==== Information supplied

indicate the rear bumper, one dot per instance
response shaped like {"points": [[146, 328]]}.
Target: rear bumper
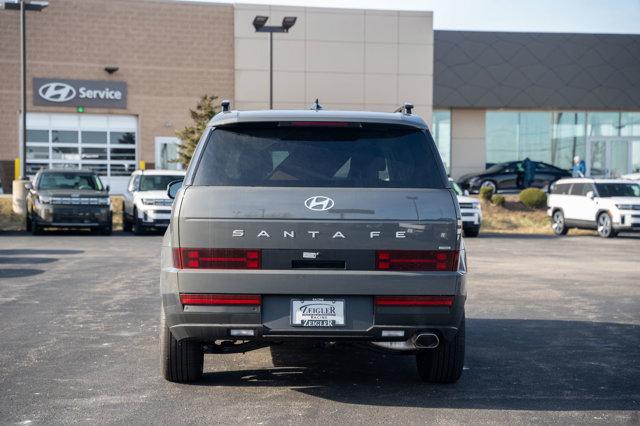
{"points": [[271, 320], [207, 324]]}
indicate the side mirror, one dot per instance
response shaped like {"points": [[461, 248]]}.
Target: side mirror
{"points": [[173, 188]]}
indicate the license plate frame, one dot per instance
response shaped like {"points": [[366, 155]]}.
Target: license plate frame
{"points": [[323, 317]]}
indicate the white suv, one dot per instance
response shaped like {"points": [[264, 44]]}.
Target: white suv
{"points": [[469, 210], [607, 205], [146, 203]]}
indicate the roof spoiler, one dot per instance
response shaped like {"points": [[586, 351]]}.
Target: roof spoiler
{"points": [[406, 108]]}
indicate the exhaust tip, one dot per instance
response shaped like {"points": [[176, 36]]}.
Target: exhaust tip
{"points": [[426, 341]]}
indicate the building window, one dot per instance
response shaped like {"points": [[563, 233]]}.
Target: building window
{"points": [[105, 144], [441, 131], [553, 138], [501, 129], [603, 124], [568, 138]]}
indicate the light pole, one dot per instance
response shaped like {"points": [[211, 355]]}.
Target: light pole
{"points": [[23, 6], [259, 24]]}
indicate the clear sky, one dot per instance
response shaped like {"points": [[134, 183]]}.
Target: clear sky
{"points": [[582, 16]]}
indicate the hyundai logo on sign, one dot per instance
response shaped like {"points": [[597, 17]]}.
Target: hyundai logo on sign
{"points": [[319, 203], [86, 93], [57, 92]]}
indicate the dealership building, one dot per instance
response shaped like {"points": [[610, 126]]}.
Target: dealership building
{"points": [[110, 82]]}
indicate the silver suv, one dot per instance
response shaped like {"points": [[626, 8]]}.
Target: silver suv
{"points": [[314, 225]]}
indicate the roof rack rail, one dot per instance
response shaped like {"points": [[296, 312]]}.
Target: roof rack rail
{"points": [[406, 108]]}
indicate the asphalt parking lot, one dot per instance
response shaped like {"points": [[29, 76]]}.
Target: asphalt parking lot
{"points": [[553, 336]]}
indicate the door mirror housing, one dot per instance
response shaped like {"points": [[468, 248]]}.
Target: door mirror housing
{"points": [[173, 188]]}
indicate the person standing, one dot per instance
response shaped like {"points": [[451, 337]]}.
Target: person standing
{"points": [[579, 168], [529, 172]]}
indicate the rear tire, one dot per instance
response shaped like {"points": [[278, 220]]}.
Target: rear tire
{"points": [[126, 225], [137, 227], [35, 228], [180, 362], [444, 363], [605, 225], [558, 223]]}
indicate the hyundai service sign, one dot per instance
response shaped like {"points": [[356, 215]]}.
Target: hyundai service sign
{"points": [[73, 93]]}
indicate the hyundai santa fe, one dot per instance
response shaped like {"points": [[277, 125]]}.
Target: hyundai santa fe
{"points": [[314, 225]]}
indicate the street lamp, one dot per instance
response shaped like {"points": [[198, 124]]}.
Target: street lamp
{"points": [[23, 6], [259, 23]]}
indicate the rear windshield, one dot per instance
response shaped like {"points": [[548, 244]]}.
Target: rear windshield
{"points": [[618, 189], [372, 156], [70, 181], [156, 182]]}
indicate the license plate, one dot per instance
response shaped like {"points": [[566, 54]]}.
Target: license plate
{"points": [[317, 313]]}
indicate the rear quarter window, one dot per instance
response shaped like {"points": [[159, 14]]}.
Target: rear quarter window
{"points": [[367, 156], [560, 188]]}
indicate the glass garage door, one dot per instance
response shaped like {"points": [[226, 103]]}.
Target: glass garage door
{"points": [[106, 144]]}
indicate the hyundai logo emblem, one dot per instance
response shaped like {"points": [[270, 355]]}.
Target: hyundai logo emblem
{"points": [[319, 203], [57, 92]]}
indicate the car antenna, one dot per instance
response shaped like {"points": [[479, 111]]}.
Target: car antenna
{"points": [[316, 106], [406, 108]]}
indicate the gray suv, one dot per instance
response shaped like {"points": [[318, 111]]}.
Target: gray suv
{"points": [[318, 226]]}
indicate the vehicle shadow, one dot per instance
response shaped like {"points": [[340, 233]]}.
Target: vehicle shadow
{"points": [[510, 364], [23, 260], [496, 235], [19, 252], [19, 273]]}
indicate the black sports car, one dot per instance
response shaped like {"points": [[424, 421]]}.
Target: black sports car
{"points": [[511, 176]]}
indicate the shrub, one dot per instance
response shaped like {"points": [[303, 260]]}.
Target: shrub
{"points": [[486, 193], [497, 200], [534, 198]]}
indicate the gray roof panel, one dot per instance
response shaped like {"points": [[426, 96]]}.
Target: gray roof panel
{"points": [[536, 70]]}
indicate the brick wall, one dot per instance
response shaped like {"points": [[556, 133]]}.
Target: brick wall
{"points": [[169, 53]]}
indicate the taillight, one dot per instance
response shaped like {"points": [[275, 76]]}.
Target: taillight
{"points": [[219, 299], [414, 301], [417, 260], [193, 258]]}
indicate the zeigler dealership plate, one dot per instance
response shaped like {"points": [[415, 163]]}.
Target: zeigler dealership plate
{"points": [[317, 313]]}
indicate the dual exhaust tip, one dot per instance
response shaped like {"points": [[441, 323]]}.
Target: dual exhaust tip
{"points": [[419, 341], [426, 341]]}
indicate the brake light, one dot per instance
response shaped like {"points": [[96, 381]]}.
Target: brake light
{"points": [[417, 260], [219, 299], [192, 258], [414, 301]]}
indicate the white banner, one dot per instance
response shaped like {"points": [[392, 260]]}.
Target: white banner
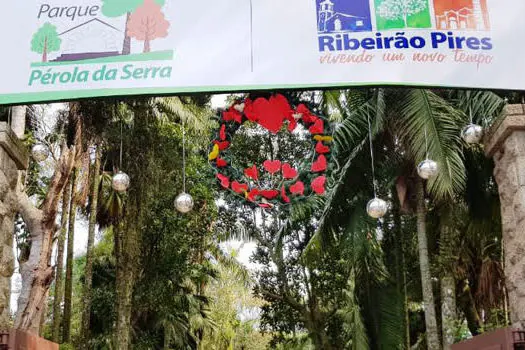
{"points": [[63, 49]]}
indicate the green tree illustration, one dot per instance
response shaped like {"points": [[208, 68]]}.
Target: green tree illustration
{"points": [[46, 40], [401, 9], [117, 8]]}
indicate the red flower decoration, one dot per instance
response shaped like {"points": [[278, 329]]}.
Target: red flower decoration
{"points": [[252, 173], [252, 195], [272, 166], [222, 133], [320, 164], [285, 198], [221, 163], [222, 144], [318, 184], [225, 180], [269, 194], [317, 128], [239, 188], [321, 148], [297, 188], [289, 172]]}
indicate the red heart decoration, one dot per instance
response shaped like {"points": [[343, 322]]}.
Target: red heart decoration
{"points": [[222, 144], [221, 163], [269, 194], [252, 195], [249, 110], [222, 133], [289, 172], [319, 165], [318, 127], [267, 115], [272, 166], [318, 184], [239, 188], [232, 115], [292, 124], [225, 181], [321, 148], [252, 173], [285, 198], [297, 188]]}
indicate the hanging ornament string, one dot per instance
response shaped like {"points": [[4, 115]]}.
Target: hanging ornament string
{"points": [[426, 143], [121, 144], [183, 158], [372, 154]]}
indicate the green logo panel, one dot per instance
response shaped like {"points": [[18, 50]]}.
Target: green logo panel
{"points": [[400, 14]]}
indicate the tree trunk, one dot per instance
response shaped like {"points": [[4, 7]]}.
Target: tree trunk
{"points": [[401, 271], [44, 53], [126, 47], [86, 313], [126, 250], [448, 311], [424, 264], [59, 283], [37, 272], [147, 45], [448, 254], [68, 295], [18, 120]]}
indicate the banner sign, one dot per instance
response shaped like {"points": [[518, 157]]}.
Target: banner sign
{"points": [[64, 49]]}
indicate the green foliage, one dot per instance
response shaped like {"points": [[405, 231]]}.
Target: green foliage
{"points": [[46, 39]]}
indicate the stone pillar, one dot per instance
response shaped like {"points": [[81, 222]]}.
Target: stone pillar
{"points": [[13, 158], [505, 142]]}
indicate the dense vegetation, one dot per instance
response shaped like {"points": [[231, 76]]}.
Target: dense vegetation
{"points": [[324, 275]]}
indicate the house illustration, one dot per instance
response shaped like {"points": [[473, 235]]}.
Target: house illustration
{"points": [[353, 16], [92, 39], [462, 15]]}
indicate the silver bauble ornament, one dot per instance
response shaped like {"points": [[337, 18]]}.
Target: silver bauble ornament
{"points": [[39, 152], [472, 133], [377, 208], [184, 203], [120, 182], [427, 169]]}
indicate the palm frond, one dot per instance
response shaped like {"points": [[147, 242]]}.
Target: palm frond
{"points": [[429, 125]]}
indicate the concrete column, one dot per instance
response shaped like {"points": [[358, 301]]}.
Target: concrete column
{"points": [[505, 142], [13, 158]]}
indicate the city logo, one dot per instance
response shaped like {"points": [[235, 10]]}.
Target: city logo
{"points": [[461, 15], [400, 14], [336, 16], [340, 21]]}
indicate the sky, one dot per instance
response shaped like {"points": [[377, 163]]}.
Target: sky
{"points": [[244, 249]]}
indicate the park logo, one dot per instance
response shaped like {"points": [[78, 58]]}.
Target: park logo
{"points": [[87, 34]]}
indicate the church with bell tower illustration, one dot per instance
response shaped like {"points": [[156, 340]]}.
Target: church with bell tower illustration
{"points": [[339, 16]]}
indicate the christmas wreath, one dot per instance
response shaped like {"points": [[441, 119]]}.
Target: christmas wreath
{"points": [[274, 182]]}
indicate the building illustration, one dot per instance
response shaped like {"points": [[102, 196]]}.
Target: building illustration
{"points": [[92, 39], [461, 15], [343, 16]]}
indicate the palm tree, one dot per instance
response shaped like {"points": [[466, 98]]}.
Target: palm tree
{"points": [[411, 124]]}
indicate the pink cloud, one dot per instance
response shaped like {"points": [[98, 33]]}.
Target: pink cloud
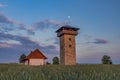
{"points": [[2, 5], [3, 45]]}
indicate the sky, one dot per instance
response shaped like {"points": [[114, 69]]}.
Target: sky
{"points": [[26, 25]]}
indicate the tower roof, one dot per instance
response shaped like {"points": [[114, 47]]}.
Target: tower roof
{"points": [[68, 28], [36, 54]]}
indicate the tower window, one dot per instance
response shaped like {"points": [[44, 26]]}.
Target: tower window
{"points": [[70, 45], [69, 39]]}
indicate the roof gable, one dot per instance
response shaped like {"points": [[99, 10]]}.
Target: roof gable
{"points": [[36, 54]]}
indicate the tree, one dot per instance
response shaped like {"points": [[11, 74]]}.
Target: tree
{"points": [[106, 59], [56, 60], [22, 57]]}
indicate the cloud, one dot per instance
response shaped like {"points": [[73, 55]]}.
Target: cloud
{"points": [[8, 24], [4, 19], [2, 5], [99, 41], [4, 45], [48, 23]]}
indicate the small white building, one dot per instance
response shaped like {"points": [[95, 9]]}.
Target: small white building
{"points": [[35, 58]]}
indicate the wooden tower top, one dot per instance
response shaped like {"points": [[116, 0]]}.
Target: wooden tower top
{"points": [[67, 30]]}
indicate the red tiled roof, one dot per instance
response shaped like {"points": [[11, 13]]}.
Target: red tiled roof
{"points": [[36, 54]]}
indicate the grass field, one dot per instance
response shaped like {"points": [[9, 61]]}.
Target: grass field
{"points": [[59, 72]]}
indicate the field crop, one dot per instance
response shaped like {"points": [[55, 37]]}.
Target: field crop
{"points": [[59, 72]]}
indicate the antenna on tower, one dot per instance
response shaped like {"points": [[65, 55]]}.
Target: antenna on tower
{"points": [[68, 21]]}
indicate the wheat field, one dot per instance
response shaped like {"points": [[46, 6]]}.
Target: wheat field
{"points": [[59, 72]]}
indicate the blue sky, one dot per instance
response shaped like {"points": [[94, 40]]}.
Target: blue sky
{"points": [[29, 24]]}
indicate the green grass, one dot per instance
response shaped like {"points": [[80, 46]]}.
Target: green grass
{"points": [[59, 72]]}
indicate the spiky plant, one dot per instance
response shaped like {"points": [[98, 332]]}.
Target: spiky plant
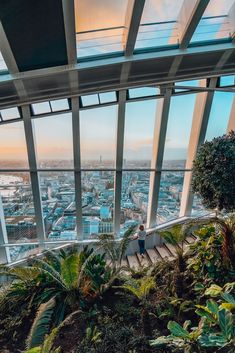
{"points": [[71, 281], [140, 288], [115, 251], [47, 345], [225, 225], [176, 237], [41, 324]]}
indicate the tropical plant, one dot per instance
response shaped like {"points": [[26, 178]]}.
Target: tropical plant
{"points": [[213, 173], [61, 284], [140, 288], [206, 258], [224, 226], [176, 237], [216, 328], [115, 250], [47, 345]]}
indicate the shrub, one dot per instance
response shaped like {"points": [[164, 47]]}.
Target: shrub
{"points": [[213, 173]]}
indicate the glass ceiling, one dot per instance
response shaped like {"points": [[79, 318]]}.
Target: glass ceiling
{"points": [[2, 63], [214, 23], [158, 22], [100, 24]]}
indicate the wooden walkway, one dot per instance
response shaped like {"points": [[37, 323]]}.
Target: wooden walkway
{"points": [[165, 251]]}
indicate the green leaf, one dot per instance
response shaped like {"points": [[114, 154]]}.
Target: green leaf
{"points": [[227, 306], [213, 290], [34, 350], [70, 270], [199, 286], [212, 340], [177, 330], [228, 297], [203, 311], [226, 323], [212, 306], [41, 324]]}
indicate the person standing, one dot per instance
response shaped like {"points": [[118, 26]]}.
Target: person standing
{"points": [[141, 239]]}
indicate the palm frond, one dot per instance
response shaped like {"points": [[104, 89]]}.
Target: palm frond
{"points": [[140, 288], [26, 273], [125, 242], [48, 343], [49, 271], [70, 269], [41, 324]]}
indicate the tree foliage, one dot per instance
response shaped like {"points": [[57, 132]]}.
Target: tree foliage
{"points": [[214, 173]]}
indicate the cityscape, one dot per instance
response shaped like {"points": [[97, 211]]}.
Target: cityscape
{"points": [[58, 200]]}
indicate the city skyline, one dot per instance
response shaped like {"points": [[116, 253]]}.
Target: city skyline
{"points": [[98, 131]]}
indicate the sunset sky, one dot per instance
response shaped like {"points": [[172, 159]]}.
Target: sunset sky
{"points": [[53, 135]]}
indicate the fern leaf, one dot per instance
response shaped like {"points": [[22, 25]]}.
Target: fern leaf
{"points": [[41, 324]]}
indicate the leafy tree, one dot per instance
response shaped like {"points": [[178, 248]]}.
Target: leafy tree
{"points": [[57, 285], [176, 237], [213, 173]]}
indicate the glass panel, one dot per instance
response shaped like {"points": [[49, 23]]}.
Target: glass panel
{"points": [[92, 99], [98, 137], [23, 251], [138, 138], [41, 108], [10, 113], [134, 202], [97, 200], [158, 24], [108, 97], [17, 198], [214, 23], [169, 196], [99, 26], [54, 141], [198, 209], [192, 83], [59, 211], [227, 80], [143, 92], [3, 65], [13, 151], [60, 104], [219, 115], [178, 131]]}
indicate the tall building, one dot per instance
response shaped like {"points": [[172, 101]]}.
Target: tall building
{"points": [[100, 120]]}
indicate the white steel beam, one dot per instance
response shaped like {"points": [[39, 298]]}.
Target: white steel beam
{"points": [[188, 19], [132, 22], [229, 24], [162, 113], [4, 252], [70, 32], [103, 62], [201, 116], [77, 165], [190, 15], [119, 159], [31, 151], [70, 35], [231, 122]]}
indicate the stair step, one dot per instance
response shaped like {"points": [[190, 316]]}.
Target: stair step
{"points": [[153, 255], [171, 248], [190, 239], [133, 261], [143, 261], [163, 252], [124, 262]]}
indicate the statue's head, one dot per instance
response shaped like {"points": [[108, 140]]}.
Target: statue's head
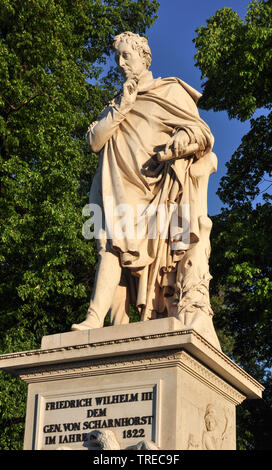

========

_Problem to solve_
Return every line from the rows above that contains the string "sunset". Case counts.

_Task output_
indicate the sunset sky, one dot per instance
Target: sunset sky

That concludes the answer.